* _EXERCISE PROMPT_: In the records below, copy the line that contains "of the suit" and each line after it, word for word, through the last.

[Collection entries]
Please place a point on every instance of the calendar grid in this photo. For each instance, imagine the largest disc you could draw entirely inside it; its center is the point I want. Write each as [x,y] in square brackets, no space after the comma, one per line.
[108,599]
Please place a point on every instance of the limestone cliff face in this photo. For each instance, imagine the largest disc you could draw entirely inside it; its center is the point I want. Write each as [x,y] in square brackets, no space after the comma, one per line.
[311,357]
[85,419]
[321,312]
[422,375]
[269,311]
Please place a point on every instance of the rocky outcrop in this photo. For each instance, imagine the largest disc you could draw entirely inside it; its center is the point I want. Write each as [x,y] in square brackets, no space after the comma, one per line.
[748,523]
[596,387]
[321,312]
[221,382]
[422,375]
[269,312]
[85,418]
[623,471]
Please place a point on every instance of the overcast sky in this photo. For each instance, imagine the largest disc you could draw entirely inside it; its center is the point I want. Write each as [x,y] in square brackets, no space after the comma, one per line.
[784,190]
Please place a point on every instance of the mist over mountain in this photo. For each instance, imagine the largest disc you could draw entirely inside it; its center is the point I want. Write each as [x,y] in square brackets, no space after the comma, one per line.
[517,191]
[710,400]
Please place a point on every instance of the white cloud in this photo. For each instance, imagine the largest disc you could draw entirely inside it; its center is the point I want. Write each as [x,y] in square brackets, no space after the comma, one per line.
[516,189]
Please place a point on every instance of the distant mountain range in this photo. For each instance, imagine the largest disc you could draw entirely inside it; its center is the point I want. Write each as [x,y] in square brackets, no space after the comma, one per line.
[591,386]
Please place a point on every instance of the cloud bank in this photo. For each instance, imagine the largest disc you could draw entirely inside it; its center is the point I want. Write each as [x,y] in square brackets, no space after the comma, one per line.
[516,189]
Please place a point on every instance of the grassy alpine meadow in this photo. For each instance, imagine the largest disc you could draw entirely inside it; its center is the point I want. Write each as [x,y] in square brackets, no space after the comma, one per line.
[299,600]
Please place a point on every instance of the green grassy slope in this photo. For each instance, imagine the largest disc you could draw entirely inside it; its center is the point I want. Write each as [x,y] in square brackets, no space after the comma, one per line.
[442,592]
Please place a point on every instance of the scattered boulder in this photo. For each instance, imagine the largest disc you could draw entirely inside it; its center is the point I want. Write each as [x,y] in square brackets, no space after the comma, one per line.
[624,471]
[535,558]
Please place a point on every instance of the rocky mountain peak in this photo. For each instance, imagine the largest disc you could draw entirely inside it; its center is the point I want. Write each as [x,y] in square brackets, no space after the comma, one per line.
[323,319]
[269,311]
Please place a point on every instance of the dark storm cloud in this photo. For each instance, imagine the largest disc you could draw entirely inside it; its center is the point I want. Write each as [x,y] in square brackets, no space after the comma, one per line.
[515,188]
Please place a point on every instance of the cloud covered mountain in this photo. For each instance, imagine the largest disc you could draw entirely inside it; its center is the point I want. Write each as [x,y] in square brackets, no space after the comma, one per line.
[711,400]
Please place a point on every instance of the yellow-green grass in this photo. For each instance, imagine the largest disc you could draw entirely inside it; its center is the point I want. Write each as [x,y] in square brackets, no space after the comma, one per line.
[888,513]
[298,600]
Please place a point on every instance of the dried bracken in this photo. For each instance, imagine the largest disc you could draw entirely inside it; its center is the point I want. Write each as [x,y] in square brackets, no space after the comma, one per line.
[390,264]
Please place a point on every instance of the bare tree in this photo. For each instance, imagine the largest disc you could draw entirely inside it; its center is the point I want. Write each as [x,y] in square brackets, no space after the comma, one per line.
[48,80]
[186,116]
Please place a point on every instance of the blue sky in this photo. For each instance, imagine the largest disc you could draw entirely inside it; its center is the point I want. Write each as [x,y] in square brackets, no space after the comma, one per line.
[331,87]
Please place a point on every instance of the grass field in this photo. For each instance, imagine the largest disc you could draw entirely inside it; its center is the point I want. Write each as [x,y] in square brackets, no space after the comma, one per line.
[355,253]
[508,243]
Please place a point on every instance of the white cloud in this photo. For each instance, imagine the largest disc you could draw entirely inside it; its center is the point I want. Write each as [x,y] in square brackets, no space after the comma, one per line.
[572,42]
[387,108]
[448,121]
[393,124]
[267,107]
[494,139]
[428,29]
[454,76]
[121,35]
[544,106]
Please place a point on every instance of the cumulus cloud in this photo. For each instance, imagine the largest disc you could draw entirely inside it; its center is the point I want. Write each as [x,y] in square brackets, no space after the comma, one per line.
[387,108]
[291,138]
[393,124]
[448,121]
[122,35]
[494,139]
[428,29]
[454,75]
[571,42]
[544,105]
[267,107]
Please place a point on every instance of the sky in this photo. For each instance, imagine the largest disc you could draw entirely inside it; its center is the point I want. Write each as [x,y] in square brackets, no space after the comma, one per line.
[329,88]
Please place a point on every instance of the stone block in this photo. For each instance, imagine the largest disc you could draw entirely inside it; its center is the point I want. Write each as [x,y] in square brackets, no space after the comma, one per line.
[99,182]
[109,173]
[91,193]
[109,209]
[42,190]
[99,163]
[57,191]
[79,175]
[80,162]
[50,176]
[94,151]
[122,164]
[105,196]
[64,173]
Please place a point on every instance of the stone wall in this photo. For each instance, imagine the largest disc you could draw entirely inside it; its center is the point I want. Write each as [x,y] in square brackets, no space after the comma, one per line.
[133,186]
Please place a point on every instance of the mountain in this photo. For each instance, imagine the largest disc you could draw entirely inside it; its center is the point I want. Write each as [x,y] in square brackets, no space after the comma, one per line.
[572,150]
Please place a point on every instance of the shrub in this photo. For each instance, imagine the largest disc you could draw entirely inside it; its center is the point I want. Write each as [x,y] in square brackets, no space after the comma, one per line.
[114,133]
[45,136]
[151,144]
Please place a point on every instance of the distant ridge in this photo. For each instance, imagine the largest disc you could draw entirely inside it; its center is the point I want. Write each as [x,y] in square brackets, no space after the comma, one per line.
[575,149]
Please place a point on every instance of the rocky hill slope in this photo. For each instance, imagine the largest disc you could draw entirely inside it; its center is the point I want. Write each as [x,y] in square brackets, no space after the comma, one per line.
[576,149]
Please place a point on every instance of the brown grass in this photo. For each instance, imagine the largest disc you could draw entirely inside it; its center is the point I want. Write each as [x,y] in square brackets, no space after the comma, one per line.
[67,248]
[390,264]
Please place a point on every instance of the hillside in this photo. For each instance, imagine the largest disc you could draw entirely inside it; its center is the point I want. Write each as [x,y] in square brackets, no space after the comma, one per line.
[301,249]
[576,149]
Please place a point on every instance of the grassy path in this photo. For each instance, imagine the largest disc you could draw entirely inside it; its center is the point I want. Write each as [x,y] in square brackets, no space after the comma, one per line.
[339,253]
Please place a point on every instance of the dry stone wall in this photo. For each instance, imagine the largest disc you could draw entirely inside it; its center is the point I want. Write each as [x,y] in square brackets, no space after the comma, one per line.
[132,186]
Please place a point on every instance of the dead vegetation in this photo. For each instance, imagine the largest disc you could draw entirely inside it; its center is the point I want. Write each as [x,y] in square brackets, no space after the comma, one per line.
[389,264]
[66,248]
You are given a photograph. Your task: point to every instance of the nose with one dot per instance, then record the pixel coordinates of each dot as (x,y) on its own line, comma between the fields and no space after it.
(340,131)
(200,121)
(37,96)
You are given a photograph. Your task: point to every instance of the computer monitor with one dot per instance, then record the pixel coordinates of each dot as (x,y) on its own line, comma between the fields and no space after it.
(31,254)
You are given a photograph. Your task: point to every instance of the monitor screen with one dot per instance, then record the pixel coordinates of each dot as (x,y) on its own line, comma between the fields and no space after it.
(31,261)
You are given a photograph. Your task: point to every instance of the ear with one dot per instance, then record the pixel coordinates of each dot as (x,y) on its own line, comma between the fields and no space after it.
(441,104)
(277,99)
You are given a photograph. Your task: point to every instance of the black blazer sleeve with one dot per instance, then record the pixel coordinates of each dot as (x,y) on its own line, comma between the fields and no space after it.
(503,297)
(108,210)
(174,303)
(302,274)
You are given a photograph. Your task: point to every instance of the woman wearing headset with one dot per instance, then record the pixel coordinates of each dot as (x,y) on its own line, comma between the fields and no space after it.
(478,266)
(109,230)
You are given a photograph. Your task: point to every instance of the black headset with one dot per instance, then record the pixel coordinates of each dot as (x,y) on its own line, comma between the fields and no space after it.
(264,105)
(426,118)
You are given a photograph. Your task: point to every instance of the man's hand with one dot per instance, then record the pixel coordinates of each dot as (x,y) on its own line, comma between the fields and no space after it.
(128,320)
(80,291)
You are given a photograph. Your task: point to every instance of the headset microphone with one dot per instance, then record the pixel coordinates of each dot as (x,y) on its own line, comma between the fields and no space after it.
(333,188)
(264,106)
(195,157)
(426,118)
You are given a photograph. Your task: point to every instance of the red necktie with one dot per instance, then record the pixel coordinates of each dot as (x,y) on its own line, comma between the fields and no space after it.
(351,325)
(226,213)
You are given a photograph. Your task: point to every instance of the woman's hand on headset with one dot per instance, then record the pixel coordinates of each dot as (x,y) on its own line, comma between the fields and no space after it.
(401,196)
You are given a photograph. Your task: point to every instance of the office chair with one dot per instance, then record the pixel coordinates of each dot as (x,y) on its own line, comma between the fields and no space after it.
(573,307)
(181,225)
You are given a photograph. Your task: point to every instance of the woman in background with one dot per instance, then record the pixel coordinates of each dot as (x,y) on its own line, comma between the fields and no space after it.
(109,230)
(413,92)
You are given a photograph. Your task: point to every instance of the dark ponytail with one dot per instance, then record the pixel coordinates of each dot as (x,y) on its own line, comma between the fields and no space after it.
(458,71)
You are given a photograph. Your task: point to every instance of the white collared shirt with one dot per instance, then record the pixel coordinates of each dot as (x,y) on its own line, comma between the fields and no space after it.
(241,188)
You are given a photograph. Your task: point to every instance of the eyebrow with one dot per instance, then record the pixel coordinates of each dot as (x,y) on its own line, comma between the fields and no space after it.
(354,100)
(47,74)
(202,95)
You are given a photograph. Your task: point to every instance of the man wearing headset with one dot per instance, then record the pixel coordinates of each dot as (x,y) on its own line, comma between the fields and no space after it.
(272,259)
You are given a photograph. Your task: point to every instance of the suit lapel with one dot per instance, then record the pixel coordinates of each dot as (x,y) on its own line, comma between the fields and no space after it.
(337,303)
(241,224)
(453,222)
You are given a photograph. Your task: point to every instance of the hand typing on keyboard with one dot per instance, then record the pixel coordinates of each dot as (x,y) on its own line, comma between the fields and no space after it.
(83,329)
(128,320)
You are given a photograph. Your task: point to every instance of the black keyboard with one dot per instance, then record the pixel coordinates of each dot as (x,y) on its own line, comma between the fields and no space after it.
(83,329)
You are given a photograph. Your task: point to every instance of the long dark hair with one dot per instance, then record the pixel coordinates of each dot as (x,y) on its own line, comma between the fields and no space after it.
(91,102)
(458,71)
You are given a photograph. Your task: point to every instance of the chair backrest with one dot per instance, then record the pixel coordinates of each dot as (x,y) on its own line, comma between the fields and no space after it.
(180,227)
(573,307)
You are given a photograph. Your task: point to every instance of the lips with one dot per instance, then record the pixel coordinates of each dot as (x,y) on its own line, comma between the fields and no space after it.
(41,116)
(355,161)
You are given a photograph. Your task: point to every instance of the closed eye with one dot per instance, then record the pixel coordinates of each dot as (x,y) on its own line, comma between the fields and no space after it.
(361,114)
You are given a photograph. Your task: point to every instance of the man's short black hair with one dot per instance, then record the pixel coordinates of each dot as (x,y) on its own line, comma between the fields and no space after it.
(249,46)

* _YOUR SOLUTION_:
You are given a photograph. Your task: point to every instance of the suit lapel with one dot per instance, then record the pixel coordinates of each dot as (x,y) on its own line, comma between the fields and no space after it.
(337,303)
(241,224)
(453,222)
You are given a photograph. Your task: point to every instance of the hand typing on keyboard with one dot per instance, then record the pixel coordinates of each dot as (x,y) on its own line, comma between the fields and no space after it.
(83,329)
(128,320)
You are given a photograph. Your task: point to every instance of the black keyboard with one dot per instance, then record the pixel coordinates of each dot as (x,y) on its own line, comma between the fields and no space after it.
(83,329)
You are given a photograph. Your task: point to every instance of the long dark hair with one dot per instance, then record the pixel coordinates of each dot as (x,y) on its own line, comma between the fields and no space after it.
(91,102)
(458,71)
You are given a photograph. Your task: point to every instance of the chair backrest with one dot per instance, then record the pixel coordinates of each dot as (x,y) on its own line, comma between the fields and no space after it.
(180,227)
(573,307)
You are given a photograph. Your task: point to every instance of the lips with one dot per instance, then record the pixel coordinates of each dot as (x,y) on its own line, comma between the fields and no space after it.
(41,116)
(355,161)
You are given a photograph. Your task: point to every instance of the closed eye with one dot per instance, then record the pixel coordinates of each dot as (x,y) on its own line, comma between the fields and no space after it.
(361,114)
You are given a photograph. Your task: point to every instance of the man's short black hair with one dot per instance, then record the pixel coordinates of each dot as (x,y) on its own line, comma between the fields and no space after it.
(249,46)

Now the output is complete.